**WHAT NEEDS TO BE DONE:** Filter out all lines without the word "young" from the data below, please, and copy the rest.

**DATA EXTRACT:**

*** Begin section ***

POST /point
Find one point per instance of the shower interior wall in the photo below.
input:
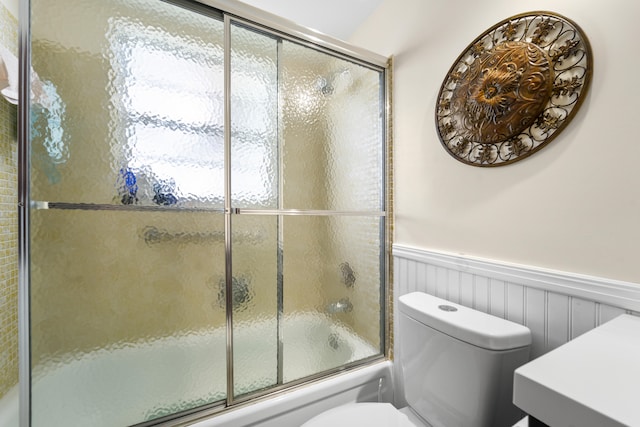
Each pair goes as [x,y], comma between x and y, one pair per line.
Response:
[8,219]
[96,299]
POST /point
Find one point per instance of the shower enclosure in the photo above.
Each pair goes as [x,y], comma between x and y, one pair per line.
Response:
[203,209]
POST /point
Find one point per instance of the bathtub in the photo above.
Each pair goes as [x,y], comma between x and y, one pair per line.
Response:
[191,368]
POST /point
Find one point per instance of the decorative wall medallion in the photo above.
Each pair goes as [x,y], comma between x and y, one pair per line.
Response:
[513,89]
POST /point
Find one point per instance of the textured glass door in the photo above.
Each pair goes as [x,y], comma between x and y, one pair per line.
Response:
[207,218]
[127,222]
[308,132]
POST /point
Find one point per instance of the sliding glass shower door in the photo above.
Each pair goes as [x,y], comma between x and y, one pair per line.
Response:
[206,211]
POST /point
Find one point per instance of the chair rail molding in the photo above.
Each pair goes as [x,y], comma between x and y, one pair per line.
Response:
[557,306]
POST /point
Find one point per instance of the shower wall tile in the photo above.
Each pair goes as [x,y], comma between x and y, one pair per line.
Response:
[556,307]
[8,222]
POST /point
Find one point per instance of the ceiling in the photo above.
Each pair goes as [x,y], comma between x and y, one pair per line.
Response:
[337,18]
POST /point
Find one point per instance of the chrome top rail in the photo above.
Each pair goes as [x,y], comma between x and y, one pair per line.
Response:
[309,212]
[44,205]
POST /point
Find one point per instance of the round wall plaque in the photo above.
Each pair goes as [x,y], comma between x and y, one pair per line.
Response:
[513,89]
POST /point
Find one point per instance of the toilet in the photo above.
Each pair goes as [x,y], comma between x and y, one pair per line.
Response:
[456,368]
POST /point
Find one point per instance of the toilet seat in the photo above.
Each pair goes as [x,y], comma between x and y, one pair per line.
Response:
[364,414]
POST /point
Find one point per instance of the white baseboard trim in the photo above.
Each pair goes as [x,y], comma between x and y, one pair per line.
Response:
[617,293]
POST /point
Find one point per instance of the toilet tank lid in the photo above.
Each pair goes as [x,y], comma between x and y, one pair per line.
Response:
[464,323]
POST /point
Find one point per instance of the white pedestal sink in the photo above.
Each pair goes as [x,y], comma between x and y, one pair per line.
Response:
[591,381]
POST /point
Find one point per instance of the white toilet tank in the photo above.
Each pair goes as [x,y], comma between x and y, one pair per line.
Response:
[457,363]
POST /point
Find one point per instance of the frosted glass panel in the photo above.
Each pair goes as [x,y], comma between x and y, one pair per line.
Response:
[255,303]
[127,323]
[254,119]
[332,131]
[131,92]
[332,283]
[128,310]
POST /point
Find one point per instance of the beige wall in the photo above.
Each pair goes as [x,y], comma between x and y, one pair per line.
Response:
[574,205]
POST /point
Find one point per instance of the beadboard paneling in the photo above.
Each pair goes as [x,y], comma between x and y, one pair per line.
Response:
[556,306]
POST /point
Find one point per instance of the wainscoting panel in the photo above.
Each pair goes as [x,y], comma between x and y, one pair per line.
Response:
[556,306]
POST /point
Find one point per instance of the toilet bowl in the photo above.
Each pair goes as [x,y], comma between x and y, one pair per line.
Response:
[456,368]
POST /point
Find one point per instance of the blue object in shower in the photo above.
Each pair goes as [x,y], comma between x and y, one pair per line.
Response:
[129,187]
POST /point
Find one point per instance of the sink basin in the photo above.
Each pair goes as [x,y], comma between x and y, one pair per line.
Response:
[591,381]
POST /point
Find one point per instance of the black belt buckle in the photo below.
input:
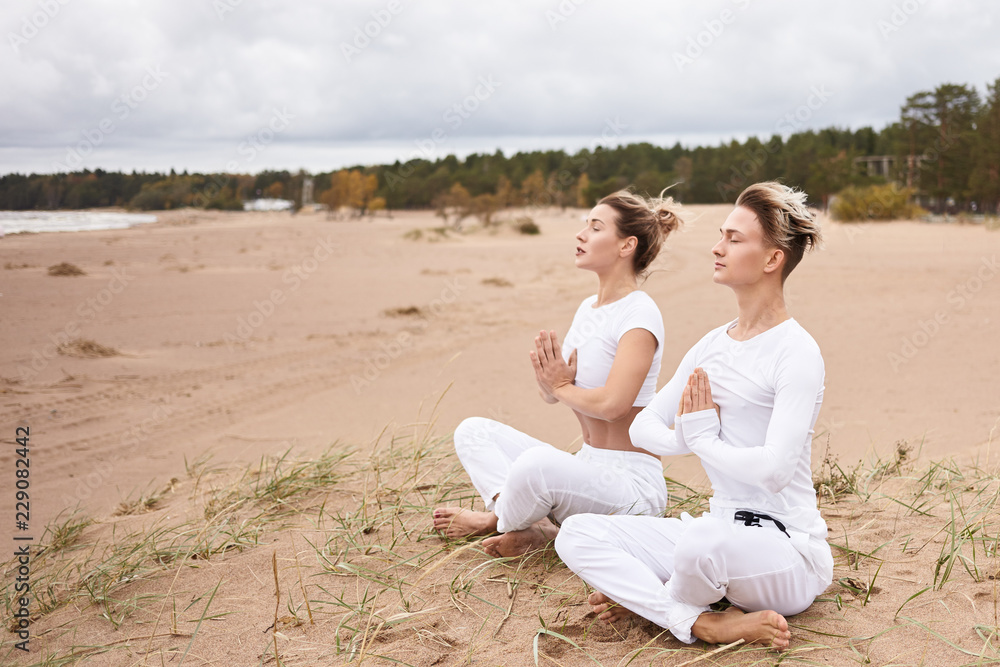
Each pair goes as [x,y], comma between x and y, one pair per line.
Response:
[750,518]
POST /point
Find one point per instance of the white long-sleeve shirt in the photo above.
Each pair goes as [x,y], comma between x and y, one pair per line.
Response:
[769,390]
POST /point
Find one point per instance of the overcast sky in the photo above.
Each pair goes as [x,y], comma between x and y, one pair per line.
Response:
[246,85]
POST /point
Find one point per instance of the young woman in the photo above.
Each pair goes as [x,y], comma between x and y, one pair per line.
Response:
[605,372]
[744,400]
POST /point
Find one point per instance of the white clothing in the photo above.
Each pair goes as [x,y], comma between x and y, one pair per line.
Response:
[534,479]
[595,333]
[769,390]
[670,570]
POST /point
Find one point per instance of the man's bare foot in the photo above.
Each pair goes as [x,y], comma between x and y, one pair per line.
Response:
[455,522]
[760,627]
[519,542]
[607,609]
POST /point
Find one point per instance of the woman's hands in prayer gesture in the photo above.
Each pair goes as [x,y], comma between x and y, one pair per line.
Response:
[551,371]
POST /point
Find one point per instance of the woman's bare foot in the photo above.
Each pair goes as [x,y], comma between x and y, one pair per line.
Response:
[519,542]
[455,522]
[759,627]
[607,609]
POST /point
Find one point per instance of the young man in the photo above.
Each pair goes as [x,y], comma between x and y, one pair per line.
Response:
[744,400]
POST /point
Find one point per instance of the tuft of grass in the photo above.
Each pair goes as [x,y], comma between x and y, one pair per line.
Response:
[526,226]
[497,282]
[408,311]
[66,269]
[86,349]
[146,502]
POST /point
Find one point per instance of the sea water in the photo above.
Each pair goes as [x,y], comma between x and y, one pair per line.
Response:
[12,222]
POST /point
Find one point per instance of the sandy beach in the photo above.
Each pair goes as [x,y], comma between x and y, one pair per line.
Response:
[240,336]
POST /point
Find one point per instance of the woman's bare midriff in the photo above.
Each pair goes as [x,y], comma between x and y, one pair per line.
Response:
[610,435]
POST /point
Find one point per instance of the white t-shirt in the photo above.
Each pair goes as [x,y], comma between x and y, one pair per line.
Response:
[595,333]
[769,390]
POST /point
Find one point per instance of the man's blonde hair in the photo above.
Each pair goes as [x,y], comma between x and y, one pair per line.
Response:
[786,220]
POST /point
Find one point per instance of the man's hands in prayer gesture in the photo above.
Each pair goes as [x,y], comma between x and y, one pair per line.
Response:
[697,395]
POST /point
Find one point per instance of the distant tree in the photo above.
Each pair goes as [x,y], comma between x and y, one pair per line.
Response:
[684,171]
[455,202]
[276,190]
[984,182]
[582,186]
[504,192]
[533,190]
[940,128]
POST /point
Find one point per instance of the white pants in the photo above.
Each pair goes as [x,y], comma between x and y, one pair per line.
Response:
[534,479]
[670,570]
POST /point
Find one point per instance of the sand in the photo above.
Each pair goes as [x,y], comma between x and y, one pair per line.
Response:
[241,335]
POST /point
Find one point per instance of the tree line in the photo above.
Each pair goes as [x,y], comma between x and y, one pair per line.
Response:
[944,147]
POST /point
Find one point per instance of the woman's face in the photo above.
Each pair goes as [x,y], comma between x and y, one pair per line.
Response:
[598,246]
[741,255]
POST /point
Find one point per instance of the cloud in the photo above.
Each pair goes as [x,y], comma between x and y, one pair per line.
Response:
[355,72]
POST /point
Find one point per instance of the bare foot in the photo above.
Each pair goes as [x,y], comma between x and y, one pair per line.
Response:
[760,627]
[607,609]
[519,542]
[455,522]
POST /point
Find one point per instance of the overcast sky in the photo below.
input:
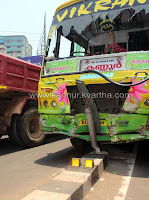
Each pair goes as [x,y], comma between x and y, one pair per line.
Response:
[26,17]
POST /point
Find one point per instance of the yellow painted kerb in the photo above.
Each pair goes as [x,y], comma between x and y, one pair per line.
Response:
[68,3]
[3,87]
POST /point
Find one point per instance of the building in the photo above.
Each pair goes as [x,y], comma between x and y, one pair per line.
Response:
[2,45]
[16,46]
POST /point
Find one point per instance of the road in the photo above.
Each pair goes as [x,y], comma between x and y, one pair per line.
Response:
[127,176]
[24,170]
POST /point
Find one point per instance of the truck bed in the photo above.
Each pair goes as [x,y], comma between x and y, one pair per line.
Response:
[18,75]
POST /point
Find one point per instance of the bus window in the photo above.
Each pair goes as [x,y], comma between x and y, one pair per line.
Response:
[65,45]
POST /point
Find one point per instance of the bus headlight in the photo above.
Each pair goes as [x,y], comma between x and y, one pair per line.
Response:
[45,103]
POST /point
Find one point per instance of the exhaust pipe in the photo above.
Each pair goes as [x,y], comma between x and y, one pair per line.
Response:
[91,128]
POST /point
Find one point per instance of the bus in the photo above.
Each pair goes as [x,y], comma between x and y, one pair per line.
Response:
[94,79]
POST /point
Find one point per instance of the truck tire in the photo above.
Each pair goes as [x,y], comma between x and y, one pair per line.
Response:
[30,134]
[13,129]
[79,144]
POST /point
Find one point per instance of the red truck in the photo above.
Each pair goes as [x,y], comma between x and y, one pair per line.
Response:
[19,118]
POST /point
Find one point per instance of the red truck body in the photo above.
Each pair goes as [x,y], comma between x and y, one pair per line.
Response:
[19,75]
[19,116]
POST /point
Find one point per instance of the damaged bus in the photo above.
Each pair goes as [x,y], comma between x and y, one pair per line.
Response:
[94,80]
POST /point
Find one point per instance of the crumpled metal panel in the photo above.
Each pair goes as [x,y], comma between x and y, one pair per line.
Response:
[81,14]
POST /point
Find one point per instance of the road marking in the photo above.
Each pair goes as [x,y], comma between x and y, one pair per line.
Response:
[126,179]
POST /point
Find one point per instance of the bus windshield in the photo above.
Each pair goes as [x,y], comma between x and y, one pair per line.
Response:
[89,27]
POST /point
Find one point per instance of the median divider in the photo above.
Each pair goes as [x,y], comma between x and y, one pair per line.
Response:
[74,182]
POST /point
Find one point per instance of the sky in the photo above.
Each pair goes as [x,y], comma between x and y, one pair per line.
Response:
[26,17]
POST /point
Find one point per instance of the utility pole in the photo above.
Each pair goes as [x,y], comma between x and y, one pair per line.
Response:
[42,41]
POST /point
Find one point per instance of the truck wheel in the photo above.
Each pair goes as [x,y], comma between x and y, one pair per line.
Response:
[12,130]
[79,144]
[30,134]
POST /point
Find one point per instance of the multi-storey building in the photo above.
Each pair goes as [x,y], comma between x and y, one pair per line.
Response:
[16,46]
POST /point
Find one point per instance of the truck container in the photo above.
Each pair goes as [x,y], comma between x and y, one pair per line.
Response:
[19,116]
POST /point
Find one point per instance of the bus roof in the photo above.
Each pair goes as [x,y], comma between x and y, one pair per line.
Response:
[67,3]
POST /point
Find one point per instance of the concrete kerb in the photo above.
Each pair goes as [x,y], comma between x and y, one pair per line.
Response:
[72,183]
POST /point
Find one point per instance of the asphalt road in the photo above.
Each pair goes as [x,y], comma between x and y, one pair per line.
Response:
[127,176]
[24,170]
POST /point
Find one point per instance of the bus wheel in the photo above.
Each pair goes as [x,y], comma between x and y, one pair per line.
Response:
[30,134]
[79,144]
[12,130]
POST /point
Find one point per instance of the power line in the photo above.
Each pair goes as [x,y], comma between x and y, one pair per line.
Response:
[18,32]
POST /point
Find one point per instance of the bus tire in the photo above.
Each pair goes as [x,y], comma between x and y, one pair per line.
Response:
[30,134]
[13,132]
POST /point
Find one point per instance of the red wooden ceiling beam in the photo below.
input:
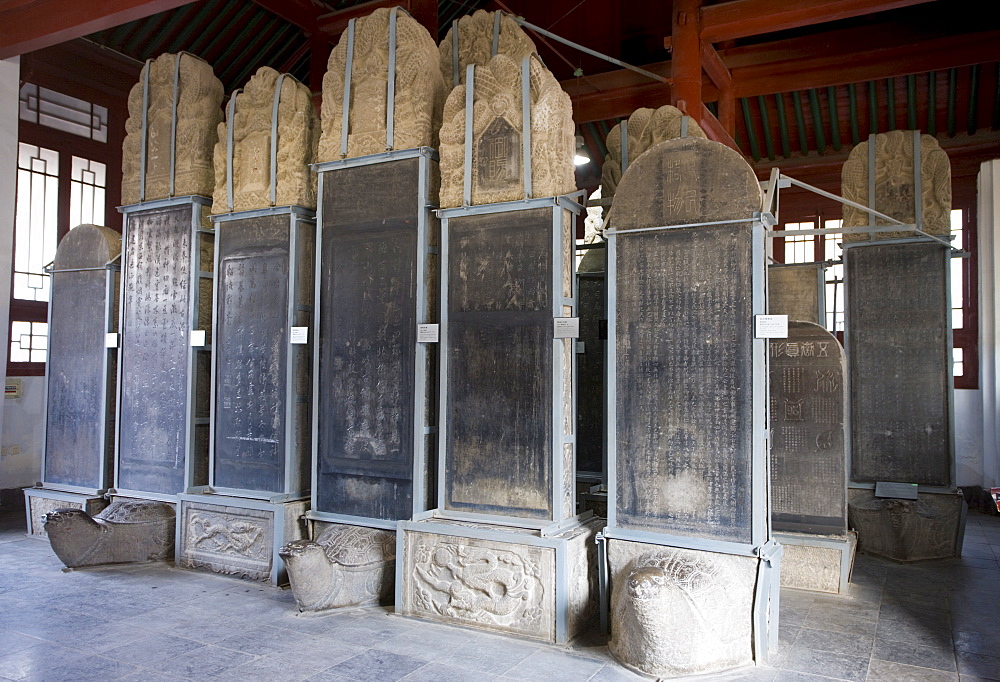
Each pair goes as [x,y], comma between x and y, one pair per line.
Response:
[743,18]
[30,26]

*** End section ***

**COMPLETED TASK:**
Find one point per instance of the young woman in the photo above.
Find one point per instance of the young man in the photo above.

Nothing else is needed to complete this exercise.